**CHALLENGES:**
1) Answer these questions from the court judgement:
(a) Whose judgement and decree is being appealed, and what date does it carry?
(b) What sum did the plaintiffs claim as the price of the outstanding gold?
(c) How does the court judgement describe "ravatri"?
2) Carry the court judgement forward with the next part.

=== DOCUMENT EXCERPT ===

JUDGEMENT
Modi, J. -
(1.) THIS is an appeal by the plaintiff's Bastimal and Javarimal against the judgement and decree of the Civil Judge, Jodhpur, dated 23rd April, 1952.
(2.) THE plaintiff's case was that they had given some gold and silver to the defendant Lehriram from time to time for making certain ornaments for the plaintiff as evidenced by their Khatas Ex. P. 1 and P. 2. THE defendant, however, failed to return 3/4 Mohar and 2 Rattis of gold and 109 Tolas of silver to the plaintiffs and put them off from time to time and eventually they filed the present suit for a sum of Rs. 83/- being the price of the outstanding gold and Rs. 204/- of silver. THE defendant admitted to have received gold from the plaintiffs for making certain ornaments but contended that he had accounted for the entire gold received from the plaintiffs wheres the latter had given short credit to him after deducting "ravatri" (a sort of allowance for alloy) which they were not justified in doing according to custom. As regards silver, the defendant entirely repudiated having received it but alternatively pleaded that in case the plaintiffs were successful in establishing their claim against him, he had made certain silver ornament out of it and that some silver along with making charges was due to the defendant from the plaintiffs'.

=== RECORD EXCERPTS ===

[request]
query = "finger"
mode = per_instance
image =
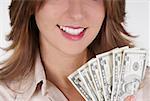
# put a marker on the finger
(128, 98)
(133, 98)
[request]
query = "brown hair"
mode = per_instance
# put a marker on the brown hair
(25, 35)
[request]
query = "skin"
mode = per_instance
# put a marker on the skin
(61, 56)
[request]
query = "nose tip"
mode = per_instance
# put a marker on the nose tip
(76, 11)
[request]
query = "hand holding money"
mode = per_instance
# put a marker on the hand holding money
(111, 76)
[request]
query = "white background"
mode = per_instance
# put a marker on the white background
(137, 22)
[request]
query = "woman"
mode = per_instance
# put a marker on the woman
(51, 39)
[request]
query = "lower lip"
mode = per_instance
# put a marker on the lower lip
(73, 37)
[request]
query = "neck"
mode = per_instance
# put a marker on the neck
(59, 65)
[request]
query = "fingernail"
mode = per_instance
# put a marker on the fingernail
(132, 98)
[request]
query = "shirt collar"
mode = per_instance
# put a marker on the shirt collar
(38, 76)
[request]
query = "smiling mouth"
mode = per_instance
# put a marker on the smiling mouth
(72, 33)
(72, 30)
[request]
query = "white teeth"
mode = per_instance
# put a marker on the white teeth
(71, 30)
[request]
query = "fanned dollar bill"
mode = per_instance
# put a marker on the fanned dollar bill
(87, 80)
(111, 76)
(105, 67)
(95, 74)
(132, 71)
(117, 60)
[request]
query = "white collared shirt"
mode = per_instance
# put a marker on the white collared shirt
(37, 88)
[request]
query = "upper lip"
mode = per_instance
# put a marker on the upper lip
(73, 27)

===

**ANSWERS PER TASK:**
1)
(a) The Civil Judge, Jodhpur, dated 23rd April, 1952.
(b) Rs. 83/-.
(c) As a sort of allowance for alloy.

2)
The trial court decreed the plaintiffs suit for a sum of Rs. 287/ -. Both parties challenged that decree and the result was that the lower appellate court accepted the defendant's appeal and dismissed the plaintiff's suit as barred by time, and dismissed their cross-objection. This appeal has been filed by the plaintiff's from the above decree.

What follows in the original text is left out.